------ DOKUMENT

Design: In Italien haben die Pizzeria‘s Neon-Leuchten, die Atmosphäre ist nicht wirklich gemütlich. Bei uns in XY-Dorf, gibt es hervorragende Pizza (??) in einem gemütlichen Raum. Ach ja, alle lokale sind im Designer-Land und Gastronomie-Paradies Italien so wie es jemandem ein paar Mal passiert ist, zu erleben. Keinen weiteren Kommentar.

Politiker: Ich möchte hier die Politik aus dem Spiel lassen. Aber, meine lieben gebildeten Deutschen, informiert Euch über das was in Italien passiert, nicht ausschließlich über das, was Auslandskorrespondenten, die nicht immer wirklich die italienische Gesellschaft von innen auch nur ansatzweise kennen, in nur deutschen Tageszeitungen schreiben. Sofern Ihr italienisch spricht (oh ja, es gibt sie, Deutsche die italienisch sprechen, viele sogar), lest bitte auch mal italienische Zeitungen, und nicht nur die, die Euch ideologisch sympathisch sind. Also, bitte, Scheuklappen weg. Einen Politiker zu beurteilen, ohne ihn gesehen, gehört und unzensiert gelesen zu haben, ist Dummheit oder, Entschuldigung, Unlust interkulturelle Kompetenz zu entwickeln und andere Meinungen zu erfahren und, wenn gewollt, auch zu verstehen.


Deutsche Sprache: „Kein Mensch spricht hier deutsch“. Das habe ich allen Ernstes von sog. gebildeten Deutschen gehört, natürlich nicht im Alto Adige (oder, auf Deutsch, Südtirol). Tja, was soll ich hier noch schlau kommentieren. Ja, in Italien ist die Hauptsprache seltsamerweise Italienisch, Punkt.


Lebensqualität: „In Deutschland funktioniert alles besser, wir haben die beste Lebensqualität“. Schwer zu kommentieren, welche Statistik soll ich hier heranziehen. Ein traurige Statistik fällt mir ein, die der Selbstmorde. In 2018 (vergleichbare Daten zwischen Deutschland und Italien), nahmen sich 9.396 Menschen in Deutschland das Leben (bei ca. 80 Mio. Einwohnern) In Italien im gleichen Jahr waren es 3.789 (bei ca. 60 Mio. Einwohnern). Das ist sicherlich nicht der einzige Maßstab, Lebensqualität oder Lebensfreude zu messen. Aber nachdenken sollte man da schon ein bisschen.

Und nun zum anderen Mini Kapitel.

------------

SCHRIFTLICHE AUFGABE 1:
Wiederhole aus dem Text über Italien und Deutschland den Abschnitt von „Deutsche Sprache: „Kein“ bis einschließlich „schon ein bisschen.“ wortgetreu.

------ EXTRAHIERTE EINTRÄGE

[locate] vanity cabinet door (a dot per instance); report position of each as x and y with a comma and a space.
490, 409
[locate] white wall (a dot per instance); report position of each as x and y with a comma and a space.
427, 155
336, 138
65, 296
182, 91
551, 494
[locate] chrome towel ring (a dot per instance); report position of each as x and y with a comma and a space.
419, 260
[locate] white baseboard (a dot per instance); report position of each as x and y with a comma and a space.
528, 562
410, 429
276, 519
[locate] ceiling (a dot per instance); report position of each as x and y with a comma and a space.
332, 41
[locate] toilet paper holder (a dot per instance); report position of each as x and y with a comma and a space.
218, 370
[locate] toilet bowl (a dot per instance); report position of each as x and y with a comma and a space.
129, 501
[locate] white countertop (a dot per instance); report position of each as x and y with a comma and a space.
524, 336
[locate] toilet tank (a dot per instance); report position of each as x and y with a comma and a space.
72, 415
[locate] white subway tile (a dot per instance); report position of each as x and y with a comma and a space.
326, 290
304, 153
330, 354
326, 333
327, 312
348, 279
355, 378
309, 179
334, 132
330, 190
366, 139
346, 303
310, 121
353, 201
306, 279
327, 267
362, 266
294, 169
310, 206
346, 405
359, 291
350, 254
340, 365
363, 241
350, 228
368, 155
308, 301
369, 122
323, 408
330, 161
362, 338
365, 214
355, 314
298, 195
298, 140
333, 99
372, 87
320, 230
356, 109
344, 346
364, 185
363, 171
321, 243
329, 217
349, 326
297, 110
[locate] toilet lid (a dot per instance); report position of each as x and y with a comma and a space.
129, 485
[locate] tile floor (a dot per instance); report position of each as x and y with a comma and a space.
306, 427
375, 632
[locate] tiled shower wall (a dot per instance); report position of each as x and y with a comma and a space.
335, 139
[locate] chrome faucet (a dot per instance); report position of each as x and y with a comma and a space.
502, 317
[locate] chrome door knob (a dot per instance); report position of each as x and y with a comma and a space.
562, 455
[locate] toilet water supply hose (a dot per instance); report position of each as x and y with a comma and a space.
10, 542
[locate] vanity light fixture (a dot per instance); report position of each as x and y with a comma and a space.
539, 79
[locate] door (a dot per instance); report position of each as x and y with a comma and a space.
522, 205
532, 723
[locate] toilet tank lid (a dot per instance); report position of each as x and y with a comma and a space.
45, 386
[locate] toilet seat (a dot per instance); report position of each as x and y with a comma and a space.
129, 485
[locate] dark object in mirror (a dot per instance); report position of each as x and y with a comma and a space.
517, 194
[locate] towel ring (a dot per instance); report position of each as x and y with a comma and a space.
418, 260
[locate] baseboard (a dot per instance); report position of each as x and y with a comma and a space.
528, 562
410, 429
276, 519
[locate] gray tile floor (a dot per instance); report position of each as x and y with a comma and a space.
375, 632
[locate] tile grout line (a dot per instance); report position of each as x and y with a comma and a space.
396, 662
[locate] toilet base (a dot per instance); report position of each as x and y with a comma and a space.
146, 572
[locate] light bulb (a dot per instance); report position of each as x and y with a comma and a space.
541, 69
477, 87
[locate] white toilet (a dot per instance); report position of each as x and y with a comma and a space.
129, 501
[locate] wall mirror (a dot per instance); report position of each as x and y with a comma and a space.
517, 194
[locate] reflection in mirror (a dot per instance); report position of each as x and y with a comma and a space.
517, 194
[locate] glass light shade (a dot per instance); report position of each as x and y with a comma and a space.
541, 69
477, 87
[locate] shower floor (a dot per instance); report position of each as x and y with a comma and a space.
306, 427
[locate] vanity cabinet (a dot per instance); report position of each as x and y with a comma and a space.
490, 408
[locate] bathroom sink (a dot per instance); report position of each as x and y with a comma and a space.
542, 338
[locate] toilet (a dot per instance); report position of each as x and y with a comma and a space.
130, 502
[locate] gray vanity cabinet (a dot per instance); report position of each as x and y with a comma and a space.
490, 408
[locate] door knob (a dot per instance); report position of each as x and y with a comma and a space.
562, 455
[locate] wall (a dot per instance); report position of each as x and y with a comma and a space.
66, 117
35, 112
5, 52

------------

SCHRIFTLICHE AUFGABE 2:
Finde jede Zeile der Auflistung, die die Zeichenfolge „baseboard“ enthält, und schreibe sie unverändert ab. Die Groß- und Kleinschreibung ist dabei zu beachten.

ERWARTETE ANTWORT 1:
Deutsche Sprache: „Kein Mensch spricht hier deutsch“. Das habe ich allen Ernstes von sog. gebildeten Deutschen gehört, natürlich nicht im Alto Adige (oder, auf Deutsch, Südtirol). Tja, was soll ich hier noch schlau kommentieren. Ja, in Italien ist die Hauptsprache seltsamerweise Italienisch, Punkt.


Lebensqualität: „In Deutschland funktioniert alles besser, wir haben die beste Lebensqualität“. Schwer zu kommentieren, welche Statistik soll ich hier heranziehen. Ein traurige Statistik fällt mir ein, die der Selbstmorde. In 2018 (vergleichbare Daten zwischen Deutschland und Italien), nahmen sich 9.396 Menschen in Deutschland das Leben (bei ca. 80 Mio. Einwohnern) In Italien im gleichen Jahr waren es 3.789 (bei ca. 60 Mio. Einwohnern). Das ist sicherlich nicht der einzige Maßstab, Lebensqualität oder Lebensfreude zu messen. Aber nachdenken sollte man da schon ein bisschen.

ERWARTETE ANTWORT 2:
[locate] white baseboard (a dot per instance); report position of each as x and y with a comma and a space.
[locate] baseboard (a dot per instance); report position of each as x and y with a comma and a space.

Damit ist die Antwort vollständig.